Goal of the exercise:
Gather each line of the items below that contains the word "blue". Case counts.
— start Data to process —
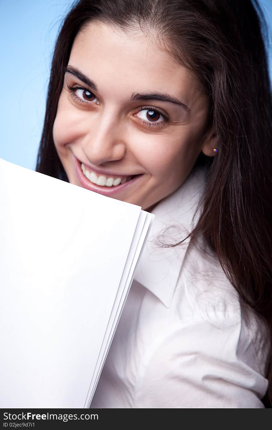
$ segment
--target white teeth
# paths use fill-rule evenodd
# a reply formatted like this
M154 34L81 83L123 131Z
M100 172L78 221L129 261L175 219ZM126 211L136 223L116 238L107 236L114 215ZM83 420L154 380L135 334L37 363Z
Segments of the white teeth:
M121 178L116 178L115 179L113 179L113 178L107 178L106 176L102 175L98 177L94 172L90 172L86 169L83 163L81 164L81 169L85 175L90 182L102 187L105 186L106 187L116 187L120 183L123 184L124 182L126 182L127 181L129 181L131 178L131 176L128 176L128 178L123 178L122 180Z
M106 186L112 187L113 184L113 178L108 178L107 179L106 181Z
M85 171L88 172L88 170L86 170ZM87 177L88 178L88 176ZM91 172L89 175L89 177L88 178L90 180L91 182L93 182L94 184L96 184L97 182L97 180L98 179L98 177L94 172Z
M113 181L113 187L116 187L116 185L119 185L121 182L121 178L116 178L116 179Z
M107 178L106 176L99 176L97 180L96 184L97 185L101 185L102 187L104 187L106 185L106 182Z

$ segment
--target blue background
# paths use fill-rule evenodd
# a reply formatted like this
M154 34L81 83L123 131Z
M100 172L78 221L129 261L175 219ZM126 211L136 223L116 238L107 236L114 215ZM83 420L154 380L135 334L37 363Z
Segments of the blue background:
M0 0L0 157L35 169L55 40L72 0ZM270 31L272 0L260 0Z

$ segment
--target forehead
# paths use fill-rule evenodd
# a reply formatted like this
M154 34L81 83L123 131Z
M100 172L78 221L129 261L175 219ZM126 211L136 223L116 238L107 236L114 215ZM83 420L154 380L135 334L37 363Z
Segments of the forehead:
M161 91L191 105L201 92L190 71L163 49L156 34L140 29L127 33L92 22L76 37L69 64L97 83L98 91L108 90L108 84L113 91L114 82L114 88L124 94Z

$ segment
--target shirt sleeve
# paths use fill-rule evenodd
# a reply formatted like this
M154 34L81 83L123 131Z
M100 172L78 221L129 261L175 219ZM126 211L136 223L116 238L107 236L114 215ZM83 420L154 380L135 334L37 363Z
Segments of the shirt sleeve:
M258 355L263 338L253 342L254 333L236 316L208 316L176 322L150 345L136 407L264 407L268 381Z

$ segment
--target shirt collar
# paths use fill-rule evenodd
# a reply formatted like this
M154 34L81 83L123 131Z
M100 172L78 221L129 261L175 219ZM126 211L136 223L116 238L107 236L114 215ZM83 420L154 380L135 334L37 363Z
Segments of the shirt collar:
M193 218L205 184L203 168L194 168L182 185L152 211L155 219L134 279L168 308L171 305L190 238L174 248L162 248L160 243L176 243L196 226L199 218L199 210L193 220Z

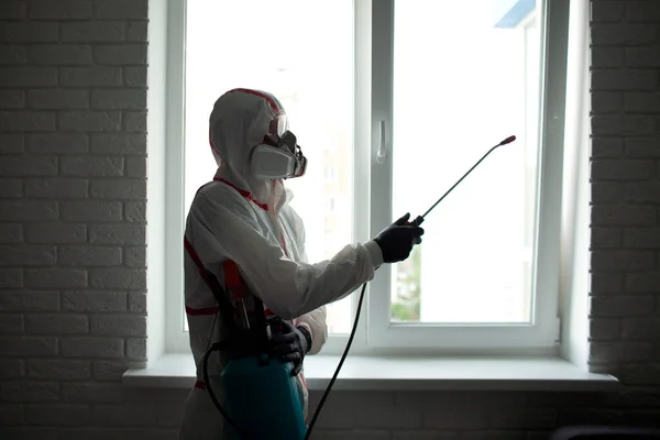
— end Data to process —
Task result:
--target blue background
Segments of the blue background:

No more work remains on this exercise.